━━━━━ DATA ROWS ━━━━━

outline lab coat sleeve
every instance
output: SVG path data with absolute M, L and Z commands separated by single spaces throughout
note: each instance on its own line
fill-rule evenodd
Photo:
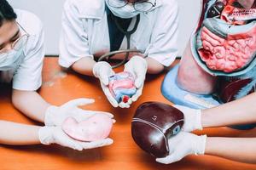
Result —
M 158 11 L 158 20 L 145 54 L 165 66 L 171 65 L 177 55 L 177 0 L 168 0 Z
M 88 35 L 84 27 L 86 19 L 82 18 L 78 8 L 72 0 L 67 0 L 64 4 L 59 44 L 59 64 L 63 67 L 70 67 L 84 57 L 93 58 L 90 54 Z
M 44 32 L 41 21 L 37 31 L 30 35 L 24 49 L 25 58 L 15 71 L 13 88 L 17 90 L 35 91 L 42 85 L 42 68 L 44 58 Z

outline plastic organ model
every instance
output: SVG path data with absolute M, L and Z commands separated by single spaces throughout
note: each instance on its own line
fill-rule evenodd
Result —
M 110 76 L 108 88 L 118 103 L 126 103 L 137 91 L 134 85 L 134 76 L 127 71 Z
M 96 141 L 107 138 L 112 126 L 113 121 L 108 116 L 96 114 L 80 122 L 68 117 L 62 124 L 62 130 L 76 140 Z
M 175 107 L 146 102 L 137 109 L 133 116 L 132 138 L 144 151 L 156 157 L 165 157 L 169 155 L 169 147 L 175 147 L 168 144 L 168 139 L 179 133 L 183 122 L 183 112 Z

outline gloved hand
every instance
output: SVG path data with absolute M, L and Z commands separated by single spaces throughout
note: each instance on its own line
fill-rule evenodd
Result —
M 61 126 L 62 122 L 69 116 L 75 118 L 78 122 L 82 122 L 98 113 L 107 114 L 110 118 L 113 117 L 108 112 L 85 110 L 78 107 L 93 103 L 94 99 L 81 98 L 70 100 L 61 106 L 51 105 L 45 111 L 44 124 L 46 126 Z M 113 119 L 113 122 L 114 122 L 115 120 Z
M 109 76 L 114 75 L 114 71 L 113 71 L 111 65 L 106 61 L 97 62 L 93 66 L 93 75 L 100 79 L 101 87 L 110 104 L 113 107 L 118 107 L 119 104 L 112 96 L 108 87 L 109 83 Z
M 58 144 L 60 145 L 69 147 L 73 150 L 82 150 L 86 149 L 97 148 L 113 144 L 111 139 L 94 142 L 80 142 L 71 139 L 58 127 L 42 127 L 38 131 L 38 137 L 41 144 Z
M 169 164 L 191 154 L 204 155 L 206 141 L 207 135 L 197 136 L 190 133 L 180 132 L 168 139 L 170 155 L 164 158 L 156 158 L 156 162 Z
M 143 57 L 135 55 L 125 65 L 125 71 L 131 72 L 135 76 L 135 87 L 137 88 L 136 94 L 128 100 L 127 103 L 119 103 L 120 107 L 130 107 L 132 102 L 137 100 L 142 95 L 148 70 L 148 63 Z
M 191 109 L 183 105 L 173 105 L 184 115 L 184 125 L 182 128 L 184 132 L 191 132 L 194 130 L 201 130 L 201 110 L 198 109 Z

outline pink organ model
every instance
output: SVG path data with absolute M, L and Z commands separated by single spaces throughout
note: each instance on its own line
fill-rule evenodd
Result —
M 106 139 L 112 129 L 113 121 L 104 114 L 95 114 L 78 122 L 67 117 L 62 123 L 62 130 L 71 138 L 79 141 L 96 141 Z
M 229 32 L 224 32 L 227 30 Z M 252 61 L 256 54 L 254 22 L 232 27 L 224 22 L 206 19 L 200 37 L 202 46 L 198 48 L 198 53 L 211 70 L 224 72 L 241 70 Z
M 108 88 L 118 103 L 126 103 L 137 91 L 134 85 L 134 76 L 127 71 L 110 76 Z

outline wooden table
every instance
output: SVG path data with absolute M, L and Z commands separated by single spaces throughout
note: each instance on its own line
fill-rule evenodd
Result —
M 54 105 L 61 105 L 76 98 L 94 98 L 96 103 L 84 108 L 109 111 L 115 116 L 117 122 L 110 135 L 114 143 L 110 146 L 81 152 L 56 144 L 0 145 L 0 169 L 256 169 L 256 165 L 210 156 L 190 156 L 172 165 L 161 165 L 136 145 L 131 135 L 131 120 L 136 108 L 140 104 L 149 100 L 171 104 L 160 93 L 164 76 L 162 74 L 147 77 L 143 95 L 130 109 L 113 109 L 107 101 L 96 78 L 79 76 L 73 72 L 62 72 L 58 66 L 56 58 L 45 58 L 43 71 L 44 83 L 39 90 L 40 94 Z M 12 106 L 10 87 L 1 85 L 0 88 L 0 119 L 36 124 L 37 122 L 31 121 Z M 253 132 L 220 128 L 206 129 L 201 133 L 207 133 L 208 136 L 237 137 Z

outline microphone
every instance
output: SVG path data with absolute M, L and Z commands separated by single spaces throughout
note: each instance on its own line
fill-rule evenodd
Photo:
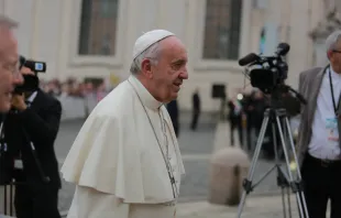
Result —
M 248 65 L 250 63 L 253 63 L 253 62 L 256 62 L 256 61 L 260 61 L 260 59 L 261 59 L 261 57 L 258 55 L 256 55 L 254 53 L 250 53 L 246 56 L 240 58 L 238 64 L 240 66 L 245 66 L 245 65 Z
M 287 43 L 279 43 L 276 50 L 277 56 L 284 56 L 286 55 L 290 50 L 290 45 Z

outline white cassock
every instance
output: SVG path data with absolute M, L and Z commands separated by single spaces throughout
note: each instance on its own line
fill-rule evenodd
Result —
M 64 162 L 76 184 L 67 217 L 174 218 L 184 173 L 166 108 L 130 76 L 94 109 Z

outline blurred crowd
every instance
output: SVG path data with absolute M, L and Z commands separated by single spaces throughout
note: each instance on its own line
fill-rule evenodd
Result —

━━━━━

--- WRITTEN PROBLEM ---
Set out every line of the rows above as a numbered list, omitting blank lines and leaving out the pictures.

--- WRITTEN REPLY ---
1. outline lab coat sleeve
2. every instance
3. output: SVG path data with absolute M, L and Z commands separated by single spaces throughout
4. note: each instance on its own line
5. fill-rule evenodd
6. Photo:
7. Result —
8. M 158 11 L 158 20 L 145 54 L 165 66 L 171 65 L 177 55 L 177 0 L 168 0 Z
9. M 88 35 L 84 27 L 86 19 L 82 18 L 78 8 L 72 0 L 67 0 L 64 4 L 59 44 L 59 64 L 63 67 L 70 67 L 84 57 L 93 58 L 90 54 Z
10. M 44 32 L 41 21 L 37 31 L 30 35 L 24 49 L 25 58 L 15 71 L 13 88 L 17 90 L 35 91 L 42 85 L 42 68 L 44 58 Z
11. outline plastic organ model
12. every instance
13. output: SVG path data with absolute M, L and Z commands separated by single spaces throughout
14. note: each instance on its own line
15. fill-rule evenodd
16. Result —
17. M 110 76 L 108 88 L 118 103 L 126 103 L 137 91 L 134 85 L 134 76 L 127 71 Z
18. M 96 141 L 107 138 L 112 126 L 113 121 L 108 116 L 96 114 L 80 122 L 68 117 L 62 124 L 62 130 L 76 140 Z
19. M 175 107 L 146 102 L 137 109 L 133 116 L 132 138 L 144 151 L 156 157 L 165 157 L 169 155 L 169 147 L 175 147 L 168 144 L 168 139 L 179 133 L 183 122 L 183 112 Z
20. outline gloved hand
21. every instance
22. output: SVG path data with absolute M, L and Z commands separated by single spaces throughout
23. note: each instance on its own line
24. fill-rule evenodd
25. Result —
26. M 61 126 L 62 122 L 69 116 L 75 118 L 78 122 L 82 122 L 98 113 L 107 114 L 110 118 L 113 117 L 108 112 L 85 110 L 78 107 L 93 103 L 94 99 L 81 98 L 70 100 L 61 106 L 51 105 L 45 111 L 44 124 L 46 126 Z M 113 119 L 113 122 L 114 122 L 115 120 Z
27. M 109 76 L 114 75 L 114 71 L 113 71 L 111 65 L 106 61 L 97 62 L 93 66 L 93 75 L 100 79 L 101 87 L 110 104 L 113 107 L 118 107 L 119 104 L 112 96 L 108 87 L 109 83 Z
28. M 58 144 L 60 145 L 69 147 L 73 150 L 82 150 L 86 149 L 97 148 L 113 144 L 111 139 L 94 142 L 80 142 L 71 139 L 58 127 L 42 127 L 38 131 L 38 137 L 41 144 Z
29. M 169 164 L 191 154 L 204 155 L 206 141 L 207 135 L 197 136 L 190 133 L 180 132 L 168 139 L 170 155 L 164 158 L 156 158 L 156 162 Z
30. M 143 57 L 135 55 L 125 65 L 125 71 L 131 72 L 135 76 L 135 87 L 137 88 L 136 94 L 128 100 L 127 103 L 119 103 L 120 107 L 130 107 L 132 102 L 137 100 L 142 95 L 148 70 L 148 63 Z
31. M 191 109 L 183 105 L 173 105 L 184 115 L 184 125 L 182 128 L 184 132 L 191 132 L 194 130 L 201 130 L 201 110 L 198 109 Z
32. outline pink organ model
33. every instance
34. output: SVG path data with absolute M, L and Z commands separated by single spaces throughout
35. note: each instance on its own line
36. fill-rule evenodd
37. Result —
38. M 106 139 L 112 129 L 113 121 L 104 114 L 95 114 L 78 122 L 67 117 L 62 123 L 62 130 L 71 138 L 79 141 L 96 141 Z
39. M 229 32 L 224 32 L 227 30 Z M 252 61 L 256 54 L 254 22 L 232 27 L 224 22 L 206 19 L 200 37 L 202 46 L 198 48 L 198 53 L 211 70 L 224 72 L 241 70 Z
40. M 108 88 L 118 103 L 126 103 L 137 91 L 134 85 L 134 76 L 127 71 L 110 76 Z
41. outline wooden table
42. every instance
43. output: SVG path data with absolute M, L and Z commands separated by single spaces throughout
44. note: each instance on its own line
45. fill-rule evenodd
46. Result —
47. M 54 105 L 61 105 L 76 98 L 94 98 L 96 103 L 84 108 L 109 111 L 115 116 L 117 122 L 110 135 L 114 143 L 110 146 L 81 152 L 56 144 L 0 145 L 0 169 L 256 169 L 256 165 L 210 156 L 190 156 L 172 165 L 161 165 L 136 145 L 131 135 L 131 120 L 136 108 L 140 104 L 149 100 L 171 104 L 160 93 L 164 76 L 162 74 L 147 77 L 143 95 L 130 109 L 113 109 L 107 101 L 96 78 L 79 76 L 73 72 L 62 72 L 58 66 L 56 58 L 45 58 L 43 71 L 44 83 L 39 90 L 40 94 Z M 12 106 L 10 87 L 1 85 L 0 88 L 0 119 L 36 124 L 37 122 L 31 121 Z M 253 132 L 220 128 L 206 129 L 201 133 L 207 133 L 208 136 L 237 137 Z
48. outline microphone
49. every instance
50. output: SVG path data with absolute M, L and Z commands separated by single spaces throughout
51. note: each instance on its own line
52. fill-rule evenodd
53. Photo:
54. Result —
55. M 248 65 L 250 63 L 253 63 L 253 62 L 256 62 L 256 61 L 260 61 L 260 59 L 261 59 L 261 57 L 258 55 L 256 55 L 254 53 L 250 53 L 246 56 L 240 58 L 238 64 L 240 66 L 245 66 L 245 65 Z
56. M 287 43 L 279 43 L 276 50 L 277 56 L 284 56 L 286 55 L 290 50 L 290 45 Z
57. outline white cassock
58. every instance
59. output: SVG path data with absolute M, L and Z commands separated by single spaces throughout
60. note: each instance on its own line
61. fill-rule evenodd
62. Result —
63. M 64 162 L 76 184 L 67 217 L 174 218 L 184 173 L 166 108 L 130 76 L 94 109 Z
64. outline blurred crowd
65. every instance
66. output: SVG path data with absolute M, L and Z commands separated by single spaces throughout
67. note: each instance on its own line
68. fill-rule evenodd
69. Result —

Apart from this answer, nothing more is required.